Studium an der Ludwig-Maximilian-Universität in München
Niedergelassen in Ulm seit 1989

Mitgliedschaften:
Fachgruppe Kleintierkrankheiten der Dt. Veterinärmedizinischen Gesellschaft
Deutsche Gesellschaft für Tier-Zahnheilkunde
Akademie für tierärztliche Fortbildung
Bundesverband praktizierender Tierärzte e.V. (Fachgruppe Kleintierpraxis)

Neulich in der Hundegruppe: Die Besitzerin eines Hundes, der nach einer Magendrehungs-OP stationär in einer Tierklinik liegt, stellt in völlig nachvollziehbarer Sorge folgende Frage:

Tierklinik: angenommen, meinem Hund geht es plötzlich ganz bedrohlich schlecht, wird man in dem Fall dann auch nachts angerufen oder worst case, sie verstirbt heute Nacht. So was erfährt man doch dann bestimmt nicht erst spätmorgens, wenn man den Erkundigungsanruf tätigt, oder?

○ ○ ○ ○ ○ ○ ○

_AUFGABEN:_
[A] Beantworte diese Fragen zum Textauszug:
(i) An welcher Universität fand das Studium statt?
(ii) Seit welchem Jahr ist die Niederlassung in Ulm?
(iii) Nach welcher Operation liegt der Hund in der Tierklinik?
[B] Schreib den Teil des Textauszugs von "Tierklinik: angenommen, meinem" bis "Erkundigungsanruf tätigt, oder?" noch einmal ab und ersetze darin "nachts" durch "abends".

○ ○ ○ ○ ○ ○ ○

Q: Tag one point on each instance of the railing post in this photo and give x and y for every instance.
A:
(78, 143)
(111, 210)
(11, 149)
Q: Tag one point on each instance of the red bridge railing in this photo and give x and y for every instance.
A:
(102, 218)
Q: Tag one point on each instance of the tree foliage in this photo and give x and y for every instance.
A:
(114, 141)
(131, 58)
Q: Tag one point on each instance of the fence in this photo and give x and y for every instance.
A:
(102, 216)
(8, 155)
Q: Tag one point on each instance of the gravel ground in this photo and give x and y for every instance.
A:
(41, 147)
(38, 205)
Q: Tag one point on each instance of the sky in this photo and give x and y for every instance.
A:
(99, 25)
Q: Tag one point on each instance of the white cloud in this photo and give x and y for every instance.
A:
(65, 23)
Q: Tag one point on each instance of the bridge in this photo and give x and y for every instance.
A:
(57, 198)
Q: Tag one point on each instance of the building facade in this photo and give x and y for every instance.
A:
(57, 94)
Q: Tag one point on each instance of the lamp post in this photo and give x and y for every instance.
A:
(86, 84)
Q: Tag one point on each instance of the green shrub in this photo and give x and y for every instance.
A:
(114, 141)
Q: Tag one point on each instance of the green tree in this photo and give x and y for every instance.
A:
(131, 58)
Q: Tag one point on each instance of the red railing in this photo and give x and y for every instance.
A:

○ ○ ○ ○ ○ ○ ○

_LÖSUNGEN:_
[A]
(i) An der Ludwig-Maximilian-Universität in München
(ii) Seit 1989
(iii) Nach einer Magendrehungs-OP

[B]
Tierklinik: angenommen, meinem Hund geht es plötzlich ganz bedrohlich schlecht, wird man in dem Fall dann auch abends angerufen oder worst case, sie verstirbt heute Nacht. So was erfährt man doch dann bestimmt nicht erst spätmorgens, wenn man den Erkundigungsanruf tätigt, oder?